_Records to use_
------

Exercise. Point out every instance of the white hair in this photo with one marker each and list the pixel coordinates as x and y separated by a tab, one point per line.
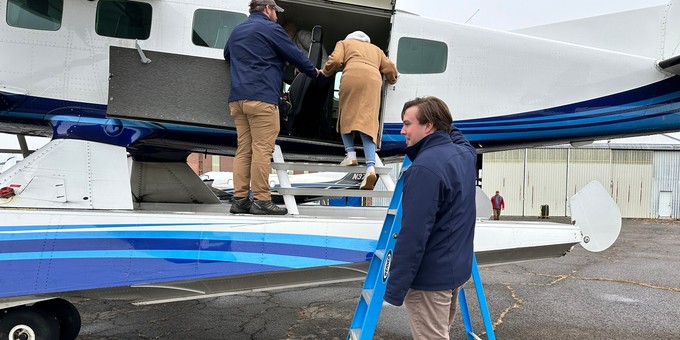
359	35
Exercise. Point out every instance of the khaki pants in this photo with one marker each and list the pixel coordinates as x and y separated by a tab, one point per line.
257	125
430	313
497	214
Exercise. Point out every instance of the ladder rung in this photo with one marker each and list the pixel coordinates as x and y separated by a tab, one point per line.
333	192
328	168
367	294
355	333
379	253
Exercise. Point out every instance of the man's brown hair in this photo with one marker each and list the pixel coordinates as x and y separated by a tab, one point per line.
431	109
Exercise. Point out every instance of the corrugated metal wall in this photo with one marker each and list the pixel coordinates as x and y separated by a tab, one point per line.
504	171
529	178
546	170
666	179
632	174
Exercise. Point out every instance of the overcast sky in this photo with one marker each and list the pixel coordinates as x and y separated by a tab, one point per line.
515	14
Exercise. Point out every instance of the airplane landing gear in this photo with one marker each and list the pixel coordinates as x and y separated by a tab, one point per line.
28	323
55	319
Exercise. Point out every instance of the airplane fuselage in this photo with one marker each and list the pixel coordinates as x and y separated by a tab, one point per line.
505	90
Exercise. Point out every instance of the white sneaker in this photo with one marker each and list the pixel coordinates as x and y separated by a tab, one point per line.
368	183
350	159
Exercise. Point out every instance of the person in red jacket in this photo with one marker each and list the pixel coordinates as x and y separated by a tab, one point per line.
497	204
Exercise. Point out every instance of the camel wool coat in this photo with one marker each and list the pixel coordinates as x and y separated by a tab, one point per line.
360	84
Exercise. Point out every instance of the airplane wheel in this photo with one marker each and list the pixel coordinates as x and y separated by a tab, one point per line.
28	323
67	316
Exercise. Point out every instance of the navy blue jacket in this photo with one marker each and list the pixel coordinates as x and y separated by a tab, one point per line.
256	51
434	249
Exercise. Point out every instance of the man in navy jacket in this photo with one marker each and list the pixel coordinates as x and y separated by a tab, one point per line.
257	51
433	253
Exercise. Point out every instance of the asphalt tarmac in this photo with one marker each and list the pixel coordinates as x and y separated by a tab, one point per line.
629	291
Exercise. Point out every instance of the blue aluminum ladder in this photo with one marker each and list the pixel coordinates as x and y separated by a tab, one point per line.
367	312
483	308
370	303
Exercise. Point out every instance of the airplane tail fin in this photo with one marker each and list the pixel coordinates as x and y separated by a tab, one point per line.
669	60
655	33
597	215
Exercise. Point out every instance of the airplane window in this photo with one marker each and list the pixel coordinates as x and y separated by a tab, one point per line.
35	14
213	28
421	56
123	19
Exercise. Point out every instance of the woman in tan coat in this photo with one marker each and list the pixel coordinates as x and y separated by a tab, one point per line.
360	84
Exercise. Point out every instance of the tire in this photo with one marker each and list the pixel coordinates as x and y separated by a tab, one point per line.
28	323
67	316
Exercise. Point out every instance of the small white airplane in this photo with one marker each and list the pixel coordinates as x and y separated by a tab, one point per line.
127	89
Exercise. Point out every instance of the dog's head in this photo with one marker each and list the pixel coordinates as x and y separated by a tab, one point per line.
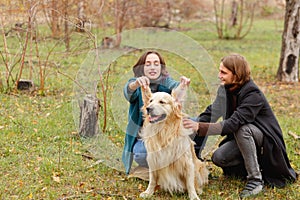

------

_Work item_
The records are to be returned verbatim. Skip any picture they contain.

_Answer box_
Exercise. Point out every instance of the white hair in this photo with one marker each and list the pixel coordinates as x and y separated by a tab, one point per line.
359	35
Exercise. Point out every instance of the khaki pants in this photo with one marker each and list the pixel coordinates as x and y separated by a tab, one point per line.
257	125
430	313
497	214
Exercise. Point out every instance of the ladder rung in this photo with one marker each and list the pixel coordinates as x and y separated by a tab, one point per line.
333	192
328	168
367	294
355	333
379	253
Exercise. Point out every instance of the man's brown hair in this photo with one marker each and list the pixel coordinates as x and y separated by a tab, one point per line.
431	109
Exercise. Point out every instance of the corrugated metal wall in this photo with one marker each and list the pixel coordinates as x and y separated by a tab, one point per line.
504	171
529	178
546	170
666	179
632	174
Exercise. Point out every instance of the overcast sky in this photo with one marker each and list the pixel coordinates as x and y separated by a tab, one point per line.
515	14
Exercise. Point out every instance of the airplane landing gear in this photo with one marker each and list the pixel coordinates as x and y separated by a tab, one point per line.
28	323
55	319
Exercise. Point out every instance of the airplane fuselage in this photo with one marker each and list the pixel coordinates as x and y separated by a tab, one point per line.
505	90
Exercise. Point out every instance of the white sneaker in this photo with one marker each and list the pixel coordinates as x and y separated by a tab, one point per line.
368	183
350	159
Exercise. Point out every instance of the person in red jacket in this photo with one marker each and list the pixel coordinates as x and y separated by a tab, one point per line.
497	204
Exercise. Point out every instance of the camel wool coat in this photo with one marker each and list the pixel coordinates as x and y separated by a tab, one point per line.
360	84
Exercise. Point out every instance of the airplane wheel in this photo with one marker each and list the pixel coordinates as x and y separated by a tab, one point per line.
28	323
67	316
Exercise. Point out every instance of the navy blue jacket in this photo with one marker each and list the pixel coordinates as x and y separated by a tab, one point per line.
256	51
434	249
Exercise. Point out every instance of the man in navy jacket in this photo with one marker each and list the pixel coordinates as x and y separated by a tab, one point per line.
257	51
433	253
Exercise. Point out every instance of the asphalt tarmac in this photo with one marker each and list the pixel coordinates as x and y separated by a tab, one point per line.
629	291
Exercise. Point out every instance of the blue aluminum ladder in this photo with one marker each and list the pixel coordinates as x and y separated by a tab, one point per line.
367	312
483	308
370	303
Exercise. Point out every instance of the airplane tail fin in this photo with one marker each and list the pixel coordinates as x and y separated by a tab, one point per line.
669	60
655	33
597	215
Exercise. Point out every instance of the airplane window in this photo with one marker each and list the pixel coordinates as x and y separated by a tab, one point per line.
35	14
213	28
421	56
123	19
Exercise. Point out every instance of the woman in tan coat in this photo with one marker each and list the pixel coordinates as x and y separated by a tab, one point per line.
360	84
Exercise. Point out every instance of the tire in this photo with one marker each and list the pixel coordinates as x and y separated by a tab, one point per line.
28	323
67	316
Exercise. Point out every instance of the small white airplane in this photo with one marker each and list the pixel coordinates as x and y separated by a tab, one point per line.
127	89
Exercise. Point out every instance of the dog's head in this photo with one marker each and list the pixel coordinates as x and y separated by a tab, one point per line.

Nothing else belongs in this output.